**GIVEN TEXT:**

=-=-=

That, alone, shows that our current version of "health insurance" has failed in its execution; the whole point of insurance was to make medical support affordable, but instead it has become a tool to reduce use of healthcare services because the average person can't afford it. 

In essence, we've doubled the cost of healthcare and reduced its safety and effectiveness because we've been convinced that "other people's money" is somehow better off in the hands of an insurance company than the hands of a government service provider, BOTH of which are run by fallible people who will undoubtedly sometimes screw up, deliberately or accidentally, and that it's somehow better if it's a private company with less accountability to anyone except the stockholders.

 


The "demand for perfection -- but only on one side" approach is, in fact, a major tactic and stumbling block in modern politics, and I should probably make that another post. 

 




 

Date: 2026-01-13 05:20 pm (UTC)
sturgeonslawyer: (Politics and general idiocy)
From: [personal profile] sturgeonslawyer
Another fine post.

You are describing two symptoms -- the healthcare system and the USPS (I am old enough to remember when it was the US Post Office) -- of a larger plot against the people of the United States; one so large as to be difficult to see. It may have begun, as you suggest, under Nixxon or even earlier, but it took firm root under (ptui!) Reagan. It has no name, that I know of, unless it's something awful like "oligarchicization." It is hard to see the whole thing, but it has many manifestations that are not; a few of which are:
  • The rapid shift from stakeholder corporate management to shareholder corportate management, around 1982-6.

=-=-=

**EXTRACTED MATERIAL:**
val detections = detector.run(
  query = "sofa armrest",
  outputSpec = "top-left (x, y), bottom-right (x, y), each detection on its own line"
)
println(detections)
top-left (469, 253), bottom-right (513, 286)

=-=-=

**WHAT THIS EXERCISE ASKS:**
**a)** In the health insurance text, list each change to healthcare named in the sentence that begins "In essence, we've doubled the cost of healthcare".
**b)** According to the health insurance text, under which president did the larger plot against the people of the United States take firm root?

**RESPONSES BY TASK:**
**a)**
- Its cost was doubled.
- Its safety was reduced.
- Its effectiveness was reduced.

**b)** Under Reagan.